### Document excerpt
I’ve decided to review Avatar without seeing it. Here goes. A young Marine with a disabled body and a gung-ho brain volunteers to have his mind hooked up to a giant blue alien so he can function on the alien’s planet and mingle with the species, which Dick Cheney’s great-grandchildren are trying to conquer so they can make them buy Halliburton stock. The Marine is supposed to be a mole, but–SURPRISE!–he realizes the rulers of the United States of America the earth are evil, and the blue aliens are wonderful, peaceful people who have fantastic sex! He falls in love with a sexy alien who trusts him completely, and he vows to ruin the plans of the Cheneyites and President George W. Bush VIII. He becomes a guerilla and sabotages the whole mess, and then there is a weird plot twist which I am too lazy to guess. Probably something where the blue girl thinks he’s the enemy and decides to kill him, but love conquers all, and she decides taking a chance and letting him live is better than dying alone with a cat. After this, earth loses, and Barack Obama’s body is exhumed and flown to the alien world to apologize. Then a descendant of Al Gore reads a poem so bad the blue people send him to a penal colony.
I may be totally wrong. Maybe Hollywood had an original idea for once, and this isn’t just Dances with the Surrogate Matrix Wolves. But it’s fun to try to guess. If it’s not an attack on the imaginary Military-Industrial Complex, it will be a shock worse than the end of The Crying Game.
Seriously, what point would there be in a movie where the Marine thinks everything is swell, slaughters as many aliens as possible, and then retires to a trailer park? Where is the plot in that? That wouldn’t be good fiction. That would be life.
Some day I want to see a movie about a liberal doofus who goes to work for ACORN because he’s totally brainwashed, recovers his sanity, and becomes a righteous plant for Front Page Magazine. Or a movie about a Marine who gets to know a bunch of blue aliens, decides they’re incredible jerks, and sleeps soundly in the knowledge that he is fighting a bunch of creeps.
I think that in a movie of the Avatar type, the people who look and act most like hippies are likely to be the heroes. Also, they look like cats. And you know how liberals love cats.
This is Almost Unnecessary
Why does life have to be so predictable?
From a review of Avatar:
There is no underlying novel or myth to generate his story. He certainly draws deeply on Westerns, going back to “The Vanishing American” and, in particular, “Dances With Wolves.” And the American tragedy in Vietnam informs much of his story. But then all great stories build on the past
Translation: “I am a hippie and I never get tired of stale hippie myths.”

### Data provided
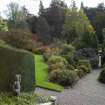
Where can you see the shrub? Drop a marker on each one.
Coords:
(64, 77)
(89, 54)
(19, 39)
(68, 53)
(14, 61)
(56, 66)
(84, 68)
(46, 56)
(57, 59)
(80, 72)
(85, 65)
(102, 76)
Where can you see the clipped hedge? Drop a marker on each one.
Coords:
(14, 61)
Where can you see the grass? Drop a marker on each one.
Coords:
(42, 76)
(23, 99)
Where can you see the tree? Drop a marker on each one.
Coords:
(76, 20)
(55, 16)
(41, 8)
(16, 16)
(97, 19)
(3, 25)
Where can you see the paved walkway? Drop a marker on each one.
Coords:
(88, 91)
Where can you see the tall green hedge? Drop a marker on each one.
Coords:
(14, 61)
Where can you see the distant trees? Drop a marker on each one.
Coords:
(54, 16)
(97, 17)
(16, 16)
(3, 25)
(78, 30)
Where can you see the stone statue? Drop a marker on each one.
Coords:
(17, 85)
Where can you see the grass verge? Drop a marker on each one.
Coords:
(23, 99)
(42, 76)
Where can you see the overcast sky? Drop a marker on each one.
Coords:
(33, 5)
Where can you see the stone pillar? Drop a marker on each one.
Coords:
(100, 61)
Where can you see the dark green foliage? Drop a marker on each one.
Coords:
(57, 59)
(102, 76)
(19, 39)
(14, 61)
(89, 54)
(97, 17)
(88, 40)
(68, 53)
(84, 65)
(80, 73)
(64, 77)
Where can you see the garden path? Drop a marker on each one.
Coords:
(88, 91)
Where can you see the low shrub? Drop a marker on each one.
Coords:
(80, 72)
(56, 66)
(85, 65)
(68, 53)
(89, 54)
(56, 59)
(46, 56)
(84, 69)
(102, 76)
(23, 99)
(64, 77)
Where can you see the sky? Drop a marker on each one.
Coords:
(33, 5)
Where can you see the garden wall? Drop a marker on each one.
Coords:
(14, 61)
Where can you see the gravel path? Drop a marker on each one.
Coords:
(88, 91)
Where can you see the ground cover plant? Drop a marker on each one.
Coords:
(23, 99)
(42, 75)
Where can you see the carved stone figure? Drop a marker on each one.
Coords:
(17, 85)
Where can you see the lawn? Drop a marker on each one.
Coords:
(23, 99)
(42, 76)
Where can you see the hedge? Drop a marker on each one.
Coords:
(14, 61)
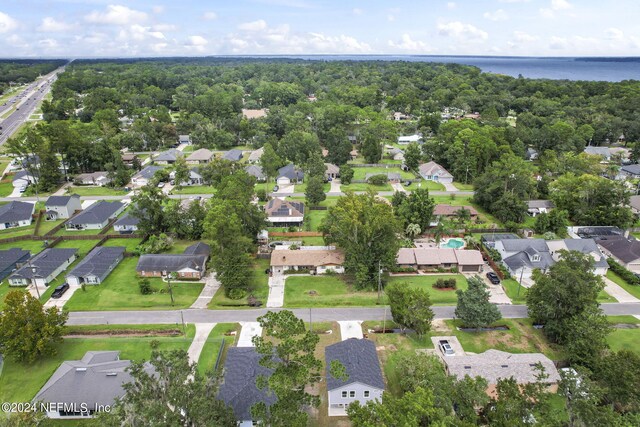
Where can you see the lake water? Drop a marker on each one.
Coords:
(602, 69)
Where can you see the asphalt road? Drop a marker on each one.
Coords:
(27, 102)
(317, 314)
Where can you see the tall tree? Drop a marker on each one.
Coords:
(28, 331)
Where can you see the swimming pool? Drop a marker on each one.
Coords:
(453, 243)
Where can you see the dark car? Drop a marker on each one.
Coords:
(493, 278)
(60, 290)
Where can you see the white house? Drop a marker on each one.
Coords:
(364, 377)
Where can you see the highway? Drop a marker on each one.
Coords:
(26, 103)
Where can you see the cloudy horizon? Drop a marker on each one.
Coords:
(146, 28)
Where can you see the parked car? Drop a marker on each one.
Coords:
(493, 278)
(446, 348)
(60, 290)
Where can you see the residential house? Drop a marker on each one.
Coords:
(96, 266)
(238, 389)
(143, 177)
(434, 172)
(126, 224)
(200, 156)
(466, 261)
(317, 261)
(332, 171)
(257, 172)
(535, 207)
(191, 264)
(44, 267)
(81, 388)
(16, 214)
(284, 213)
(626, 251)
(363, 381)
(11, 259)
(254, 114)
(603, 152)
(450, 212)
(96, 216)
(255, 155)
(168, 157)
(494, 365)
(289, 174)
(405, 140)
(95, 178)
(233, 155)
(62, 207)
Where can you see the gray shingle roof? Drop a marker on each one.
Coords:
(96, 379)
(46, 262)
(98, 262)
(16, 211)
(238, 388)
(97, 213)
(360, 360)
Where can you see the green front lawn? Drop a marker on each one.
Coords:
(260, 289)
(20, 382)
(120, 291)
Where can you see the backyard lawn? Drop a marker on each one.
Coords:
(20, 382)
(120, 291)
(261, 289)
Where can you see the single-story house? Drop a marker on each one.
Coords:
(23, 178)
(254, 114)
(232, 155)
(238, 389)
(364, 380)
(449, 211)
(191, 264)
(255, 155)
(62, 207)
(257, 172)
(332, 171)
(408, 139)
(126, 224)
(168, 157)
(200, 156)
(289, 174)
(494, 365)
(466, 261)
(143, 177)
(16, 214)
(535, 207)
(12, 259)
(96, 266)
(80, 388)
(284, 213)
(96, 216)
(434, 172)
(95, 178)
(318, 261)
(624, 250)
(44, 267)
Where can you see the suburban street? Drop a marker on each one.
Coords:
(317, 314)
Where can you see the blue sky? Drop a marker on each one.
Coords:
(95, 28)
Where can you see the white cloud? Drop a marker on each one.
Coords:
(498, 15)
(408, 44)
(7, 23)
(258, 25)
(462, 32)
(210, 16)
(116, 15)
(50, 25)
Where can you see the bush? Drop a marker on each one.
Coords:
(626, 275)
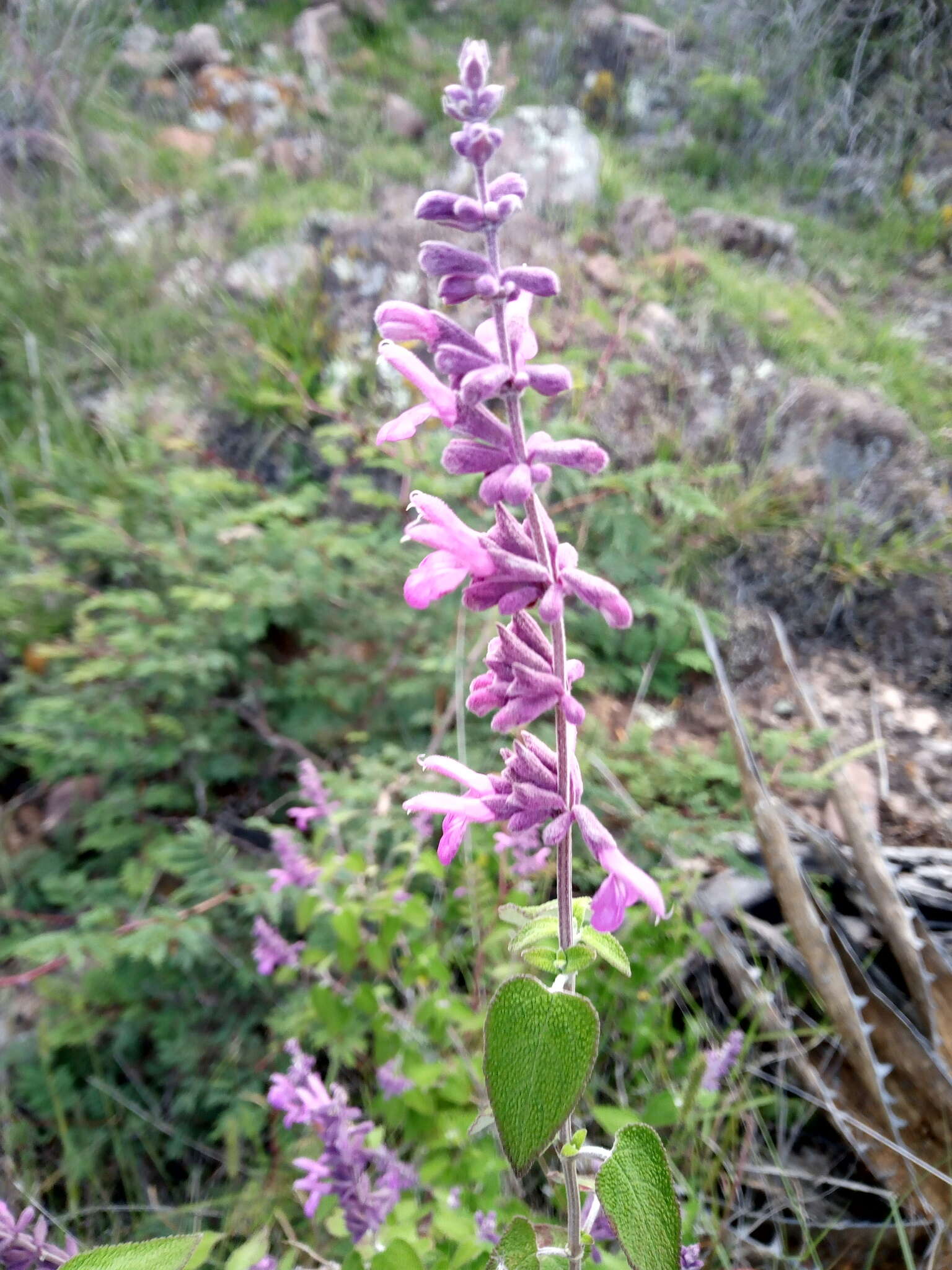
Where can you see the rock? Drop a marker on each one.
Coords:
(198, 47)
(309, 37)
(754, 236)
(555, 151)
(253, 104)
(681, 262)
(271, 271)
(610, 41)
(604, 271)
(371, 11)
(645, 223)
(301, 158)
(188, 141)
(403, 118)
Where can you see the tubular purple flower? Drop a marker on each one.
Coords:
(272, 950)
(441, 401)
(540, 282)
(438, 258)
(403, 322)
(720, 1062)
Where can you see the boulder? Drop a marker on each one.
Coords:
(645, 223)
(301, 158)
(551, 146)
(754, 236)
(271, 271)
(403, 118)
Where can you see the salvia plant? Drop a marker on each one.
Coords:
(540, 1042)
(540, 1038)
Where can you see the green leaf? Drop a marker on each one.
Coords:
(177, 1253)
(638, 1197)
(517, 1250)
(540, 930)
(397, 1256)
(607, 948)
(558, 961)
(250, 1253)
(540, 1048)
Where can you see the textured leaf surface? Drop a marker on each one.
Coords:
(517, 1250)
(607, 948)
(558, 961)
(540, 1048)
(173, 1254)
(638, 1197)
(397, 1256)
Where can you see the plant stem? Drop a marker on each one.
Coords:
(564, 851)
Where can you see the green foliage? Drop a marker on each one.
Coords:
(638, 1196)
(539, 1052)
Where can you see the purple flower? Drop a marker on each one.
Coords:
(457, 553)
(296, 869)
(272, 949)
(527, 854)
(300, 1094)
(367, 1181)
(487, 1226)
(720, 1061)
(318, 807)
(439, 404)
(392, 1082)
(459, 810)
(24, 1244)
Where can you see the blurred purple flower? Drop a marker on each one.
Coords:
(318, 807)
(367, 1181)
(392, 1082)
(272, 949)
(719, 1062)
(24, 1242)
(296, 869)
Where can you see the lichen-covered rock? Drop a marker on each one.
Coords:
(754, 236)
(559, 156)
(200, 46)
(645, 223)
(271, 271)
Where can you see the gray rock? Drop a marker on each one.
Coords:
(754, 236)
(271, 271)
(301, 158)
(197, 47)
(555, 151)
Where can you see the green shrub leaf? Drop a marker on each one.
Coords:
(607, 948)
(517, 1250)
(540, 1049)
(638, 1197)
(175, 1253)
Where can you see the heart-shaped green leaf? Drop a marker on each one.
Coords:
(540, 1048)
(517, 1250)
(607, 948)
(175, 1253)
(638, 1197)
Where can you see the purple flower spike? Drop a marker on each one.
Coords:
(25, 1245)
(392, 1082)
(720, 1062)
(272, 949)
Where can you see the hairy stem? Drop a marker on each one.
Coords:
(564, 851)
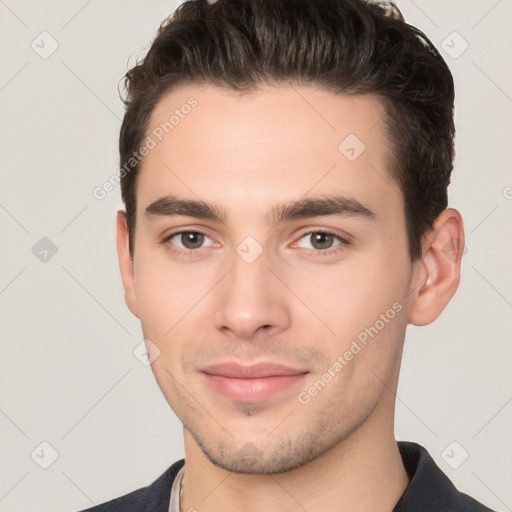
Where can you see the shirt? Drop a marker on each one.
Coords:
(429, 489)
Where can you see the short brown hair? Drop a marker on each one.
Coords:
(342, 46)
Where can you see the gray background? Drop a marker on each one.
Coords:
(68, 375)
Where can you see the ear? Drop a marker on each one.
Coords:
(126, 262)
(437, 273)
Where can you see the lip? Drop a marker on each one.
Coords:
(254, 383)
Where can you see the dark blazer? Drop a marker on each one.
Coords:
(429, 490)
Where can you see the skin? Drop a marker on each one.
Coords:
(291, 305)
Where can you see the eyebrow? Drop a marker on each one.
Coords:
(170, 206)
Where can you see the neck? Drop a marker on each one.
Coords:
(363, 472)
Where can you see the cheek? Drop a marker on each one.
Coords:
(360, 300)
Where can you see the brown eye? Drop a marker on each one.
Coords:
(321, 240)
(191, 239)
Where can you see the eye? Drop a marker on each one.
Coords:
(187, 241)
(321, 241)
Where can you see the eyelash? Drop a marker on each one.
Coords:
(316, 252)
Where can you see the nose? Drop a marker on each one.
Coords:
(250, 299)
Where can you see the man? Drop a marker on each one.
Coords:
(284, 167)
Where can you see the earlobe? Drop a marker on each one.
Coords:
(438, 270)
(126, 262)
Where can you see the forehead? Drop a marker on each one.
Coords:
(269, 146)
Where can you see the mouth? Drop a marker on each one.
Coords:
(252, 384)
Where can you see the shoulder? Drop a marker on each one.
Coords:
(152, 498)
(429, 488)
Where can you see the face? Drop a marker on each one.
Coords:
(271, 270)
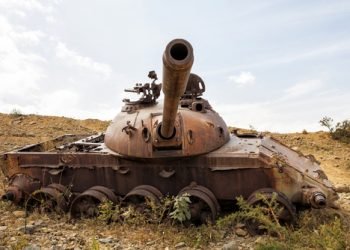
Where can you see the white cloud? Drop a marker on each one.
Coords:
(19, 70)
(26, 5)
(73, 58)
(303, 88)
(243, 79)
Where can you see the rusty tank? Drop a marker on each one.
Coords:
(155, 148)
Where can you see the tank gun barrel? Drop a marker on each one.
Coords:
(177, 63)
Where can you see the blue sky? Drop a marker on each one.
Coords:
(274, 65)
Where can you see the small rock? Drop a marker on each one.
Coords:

### What you need to do
Copy the Avatar review between "Seriously, what point" and "be so predictable?", inclusive, switching "Marine" to "Soldier". Draw only on the Avatar review, not on the data.

### Your response
Seriously, what point would there be in a movie where the Soldier thinks everything is swell, slaughters as many aliens as possible, and then retires to a trailer park? Where is the plot in that? That wouldn’t be good fiction. That would be life.
Some day I want to see a movie about a liberal doofus who goes to work for ACORN because he’s totally brainwashed, recovers his sanity, and becomes a righteous plant for Front Page Magazine. Or a movie about a Soldier who gets to know a bunch of blue aliens, decides they’re incredible jerks, and sleeps soundly in the knowledge that he is fighting a bunch of creeps.
I think that in a movie of the Avatar type, the people who look and act most like hippies are likely to be the heroes. Also, they look like cats. And you know how liberals love cats.
This is Almost Unnecessary
Why does life have to be so predictable?